[Data drawn from a collection]
= = = =

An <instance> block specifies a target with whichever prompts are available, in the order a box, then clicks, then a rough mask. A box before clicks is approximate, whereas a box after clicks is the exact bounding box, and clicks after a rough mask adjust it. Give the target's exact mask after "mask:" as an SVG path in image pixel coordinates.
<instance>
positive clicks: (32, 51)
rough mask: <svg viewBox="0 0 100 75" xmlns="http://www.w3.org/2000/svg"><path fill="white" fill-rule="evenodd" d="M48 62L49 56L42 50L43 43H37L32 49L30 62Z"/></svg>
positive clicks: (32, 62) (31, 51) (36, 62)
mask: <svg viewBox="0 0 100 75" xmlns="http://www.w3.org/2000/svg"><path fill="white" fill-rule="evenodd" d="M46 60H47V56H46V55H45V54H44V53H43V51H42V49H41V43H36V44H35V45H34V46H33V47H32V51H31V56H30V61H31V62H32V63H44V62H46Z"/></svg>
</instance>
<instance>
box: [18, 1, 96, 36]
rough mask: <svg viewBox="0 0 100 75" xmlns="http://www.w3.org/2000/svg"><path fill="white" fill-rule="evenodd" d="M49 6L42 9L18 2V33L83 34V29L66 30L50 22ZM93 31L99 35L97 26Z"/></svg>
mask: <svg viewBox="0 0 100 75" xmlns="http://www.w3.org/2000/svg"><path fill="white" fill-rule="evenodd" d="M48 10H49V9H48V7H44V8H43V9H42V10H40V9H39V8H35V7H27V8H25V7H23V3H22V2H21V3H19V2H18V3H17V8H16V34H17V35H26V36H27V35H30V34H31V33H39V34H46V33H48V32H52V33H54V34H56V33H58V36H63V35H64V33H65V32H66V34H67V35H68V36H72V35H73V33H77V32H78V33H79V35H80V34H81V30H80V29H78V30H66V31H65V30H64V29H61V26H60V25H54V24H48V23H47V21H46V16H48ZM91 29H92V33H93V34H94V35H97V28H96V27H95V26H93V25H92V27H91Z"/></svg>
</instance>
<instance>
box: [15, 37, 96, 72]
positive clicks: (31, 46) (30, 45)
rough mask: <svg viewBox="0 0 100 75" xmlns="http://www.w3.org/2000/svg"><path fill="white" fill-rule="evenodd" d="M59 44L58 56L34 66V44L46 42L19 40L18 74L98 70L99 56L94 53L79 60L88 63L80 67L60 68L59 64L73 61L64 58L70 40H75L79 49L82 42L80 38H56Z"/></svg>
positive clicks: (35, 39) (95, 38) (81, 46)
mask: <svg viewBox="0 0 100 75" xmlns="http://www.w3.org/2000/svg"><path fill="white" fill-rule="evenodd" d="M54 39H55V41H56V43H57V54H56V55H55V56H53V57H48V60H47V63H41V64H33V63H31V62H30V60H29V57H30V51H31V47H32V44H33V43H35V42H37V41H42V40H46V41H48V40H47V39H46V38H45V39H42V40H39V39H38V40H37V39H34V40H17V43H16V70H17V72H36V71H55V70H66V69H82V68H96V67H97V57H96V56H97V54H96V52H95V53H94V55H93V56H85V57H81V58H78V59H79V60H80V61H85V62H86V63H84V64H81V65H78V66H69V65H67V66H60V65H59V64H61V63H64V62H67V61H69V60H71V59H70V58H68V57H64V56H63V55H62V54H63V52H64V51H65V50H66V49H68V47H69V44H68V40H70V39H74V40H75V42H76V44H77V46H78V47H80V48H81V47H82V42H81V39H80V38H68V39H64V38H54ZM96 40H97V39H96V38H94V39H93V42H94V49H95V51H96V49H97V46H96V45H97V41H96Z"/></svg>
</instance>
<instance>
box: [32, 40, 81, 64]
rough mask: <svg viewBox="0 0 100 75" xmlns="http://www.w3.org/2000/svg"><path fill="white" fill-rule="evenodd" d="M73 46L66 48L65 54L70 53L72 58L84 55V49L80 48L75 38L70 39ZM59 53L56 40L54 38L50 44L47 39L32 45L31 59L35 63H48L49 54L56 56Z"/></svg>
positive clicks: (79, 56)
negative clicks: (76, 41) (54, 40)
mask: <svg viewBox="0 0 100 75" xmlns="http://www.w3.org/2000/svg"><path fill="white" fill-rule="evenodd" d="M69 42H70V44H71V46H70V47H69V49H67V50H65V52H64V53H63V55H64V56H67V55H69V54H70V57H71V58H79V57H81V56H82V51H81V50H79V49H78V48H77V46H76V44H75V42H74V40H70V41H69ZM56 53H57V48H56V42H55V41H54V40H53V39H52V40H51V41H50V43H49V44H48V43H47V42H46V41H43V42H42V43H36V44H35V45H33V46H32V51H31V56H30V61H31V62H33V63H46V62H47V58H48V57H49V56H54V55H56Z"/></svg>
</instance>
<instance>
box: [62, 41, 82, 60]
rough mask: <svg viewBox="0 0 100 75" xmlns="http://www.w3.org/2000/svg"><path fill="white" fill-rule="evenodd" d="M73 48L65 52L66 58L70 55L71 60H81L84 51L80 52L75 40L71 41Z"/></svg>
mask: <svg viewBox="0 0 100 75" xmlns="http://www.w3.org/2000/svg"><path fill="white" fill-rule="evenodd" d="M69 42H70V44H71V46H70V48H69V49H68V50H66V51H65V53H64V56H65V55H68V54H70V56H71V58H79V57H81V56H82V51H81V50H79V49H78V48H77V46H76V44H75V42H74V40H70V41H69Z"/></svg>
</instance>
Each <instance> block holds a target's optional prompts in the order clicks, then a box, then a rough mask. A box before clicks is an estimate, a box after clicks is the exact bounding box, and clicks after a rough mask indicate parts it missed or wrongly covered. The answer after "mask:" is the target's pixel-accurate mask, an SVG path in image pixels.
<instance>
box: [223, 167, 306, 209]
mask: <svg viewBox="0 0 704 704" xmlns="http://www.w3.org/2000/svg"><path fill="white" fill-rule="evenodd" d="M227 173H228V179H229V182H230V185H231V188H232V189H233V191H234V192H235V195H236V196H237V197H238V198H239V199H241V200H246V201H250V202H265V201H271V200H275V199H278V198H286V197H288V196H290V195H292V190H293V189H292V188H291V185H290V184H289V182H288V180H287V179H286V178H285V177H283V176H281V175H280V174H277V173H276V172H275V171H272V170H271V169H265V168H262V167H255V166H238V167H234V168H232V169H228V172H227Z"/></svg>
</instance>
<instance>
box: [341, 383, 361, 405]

= = = =

[What this task involves] Convert all the lines of the entries above into a Markdown table with the columns Row and Line, numbering each row and leaving out any blank lines.

[Expected output]
| Row | Line |
|---|---|
| 1 | An <instance> block specifies a target with whichever prompts are available, in the order a box, then clicks, then a rough mask. A box before clicks is approximate, whereas a box after clicks is the exact bounding box, and clicks after a rough mask adjust it. Give the target's exact mask after "mask:" as an SVG path in image pixel coordinates. |
| 2 | <instance> |
| 3 | positive clicks: (32, 51) |
| 4 | rough mask: <svg viewBox="0 0 100 75" xmlns="http://www.w3.org/2000/svg"><path fill="white" fill-rule="evenodd" d="M48 62L49 56L42 50L43 43H37L32 49L30 62Z"/></svg> |
| 5 | positive clicks: (32, 62) (31, 51) (36, 62) |
| 6 | mask: <svg viewBox="0 0 100 75" xmlns="http://www.w3.org/2000/svg"><path fill="white" fill-rule="evenodd" d="M46 60H47V56H46V55H45V54H44V53H43V51H42V49H41V43H36V44H35V45H34V46H33V47H32V51H31V56H30V61H31V62H32V63H44V62H46Z"/></svg> |
| 7 | </instance> |
| 8 | <instance> |
| 9 | box: [18, 1, 96, 36] |
| 10 | rough mask: <svg viewBox="0 0 100 75" xmlns="http://www.w3.org/2000/svg"><path fill="white" fill-rule="evenodd" d="M49 6L42 9L18 2V33L83 34V29L66 30L50 22ZM93 31L99 35L97 26Z"/></svg> |
| 11 | mask: <svg viewBox="0 0 100 75" xmlns="http://www.w3.org/2000/svg"><path fill="white" fill-rule="evenodd" d="M48 10H49V9H48V7H44V8H43V9H42V10H40V9H39V8H35V7H27V8H25V7H23V3H22V2H21V3H19V2H18V3H17V8H16V34H17V35H26V36H27V35H30V34H31V33H39V34H46V33H48V32H52V33H54V34H56V33H58V36H63V35H64V33H65V32H66V34H67V35H68V36H72V35H73V33H77V32H78V33H79V35H80V34H81V30H80V29H78V30H66V31H65V30H64V29H61V26H60V25H54V24H48V23H47V21H46V16H48ZM91 29H92V33H93V34H94V35H97V28H96V27H95V26H93V25H92V27H91Z"/></svg> |
| 12 | </instance> |
| 13 | <instance> |
| 14 | box: [15, 37, 96, 72] |
| 15 | positive clicks: (31, 46) (30, 45) |
| 16 | rough mask: <svg viewBox="0 0 100 75" xmlns="http://www.w3.org/2000/svg"><path fill="white" fill-rule="evenodd" d="M59 44L58 56L34 66V44L46 42L19 40L18 74L98 70L99 56L94 53L79 60L88 63L80 67L60 68L59 64L73 61L64 58L70 40H75L79 49L82 42L80 38H56Z"/></svg> |
| 17 | positive clicks: (35, 39) (95, 38) (81, 46) |
| 18 | mask: <svg viewBox="0 0 100 75" xmlns="http://www.w3.org/2000/svg"><path fill="white" fill-rule="evenodd" d="M54 39H55V41H56V43H57V54H56V55H55V56H53V57H48V60H47V63H41V64H33V63H31V62H30V60H29V57H30V51H31V47H32V44H33V43H35V42H37V41H42V40H46V41H48V40H47V39H46V38H45V39H42V40H39V39H38V40H37V39H34V40H17V43H16V70H17V72H36V71H55V70H66V69H82V68H96V67H97V57H96V56H97V54H96V52H95V53H94V55H93V56H85V57H81V58H78V59H79V60H80V61H85V62H86V63H84V64H81V65H78V66H69V65H67V66H60V65H59V64H61V63H64V62H67V61H69V60H71V59H70V58H68V57H64V56H63V55H62V54H63V52H64V51H65V50H66V49H68V47H69V44H68V40H70V39H74V40H75V42H76V44H77V46H78V47H80V48H81V47H82V42H81V39H80V38H68V39H64V38H54ZM96 40H97V39H96V38H94V39H93V42H94V49H95V51H96V49H97V46H96V45H97V41H96Z"/></svg> |
| 19 | </instance> |
| 20 | <instance> |
| 21 | box: [32, 40, 81, 64] |
| 22 | rough mask: <svg viewBox="0 0 100 75" xmlns="http://www.w3.org/2000/svg"><path fill="white" fill-rule="evenodd" d="M73 46L66 48L65 54L70 53L72 58L84 55V49L80 48L75 38L70 39ZM59 53L56 40L54 38L50 44L47 39L32 45L31 59L35 63H48L49 54L56 56Z"/></svg> |
| 23 | positive clicks: (79, 56) |
| 24 | negative clicks: (76, 41) (54, 40) |
| 25 | mask: <svg viewBox="0 0 100 75" xmlns="http://www.w3.org/2000/svg"><path fill="white" fill-rule="evenodd" d="M69 42H70V44H71V46H70V47H69V49H67V50H65V52H64V53H63V55H64V56H67V55H69V54H70V57H71V58H79V57H81V56H82V51H81V50H79V49H78V48H77V46H76V44H75V42H74V40H70V41H69ZM56 53H57V48H56V42H55V41H54V40H53V39H52V40H51V41H50V43H49V44H48V43H47V42H46V41H43V42H42V43H36V44H35V45H33V46H32V51H31V56H30V61H31V62H33V63H46V62H47V58H48V57H49V56H54V55H56Z"/></svg> |
| 26 | </instance> |
| 27 | <instance> |
| 28 | box: [62, 41, 82, 60] |
| 29 | rough mask: <svg viewBox="0 0 100 75" xmlns="http://www.w3.org/2000/svg"><path fill="white" fill-rule="evenodd" d="M73 48L65 52L66 58L70 55L71 60H81L84 51L80 52L75 40L71 41Z"/></svg> |
| 30 | mask: <svg viewBox="0 0 100 75" xmlns="http://www.w3.org/2000/svg"><path fill="white" fill-rule="evenodd" d="M69 42H70V44H71V46H70V48H69V49H68V50H66V51H65V53H64V56H65V55H68V54H70V56H71V58H79V57H81V56H82V51H81V50H79V49H78V48H77V46H76V44H75V42H74V40H70V41H69Z"/></svg> |
| 31 | </instance> |
| 32 | Each <instance> block holds a target's optional prompts in the order clicks, then a box, then a rough mask. A box before clicks is an estimate, a box after clicks is the exact bounding box, and clicks after a rough mask indicate parts it missed or wrongly covered. The answer after "mask:" is the target's pixel-accurate mask, an SVG path in image pixels. |
| 33 | <instance> |
| 34 | box: [223, 167, 306, 209] |
| 35 | mask: <svg viewBox="0 0 704 704" xmlns="http://www.w3.org/2000/svg"><path fill="white" fill-rule="evenodd" d="M227 173H228V179H229V182H230V185H231V188H232V189H233V191H234V192H235V195H236V196H237V197H238V198H239V199H241V200H246V201H250V202H265V201H271V200H275V199H278V198H286V197H288V196H290V195H292V190H293V189H292V188H291V185H290V184H289V182H288V180H287V179H286V178H285V177H283V176H281V175H280V174H277V173H276V172H275V171H272V170H271V169H265V168H262V167H255V166H238V167H234V168H232V169H228V172H227Z"/></svg> |
| 36 | </instance> |
| 37 | <instance> |
| 38 | box: [341, 383, 361, 405] |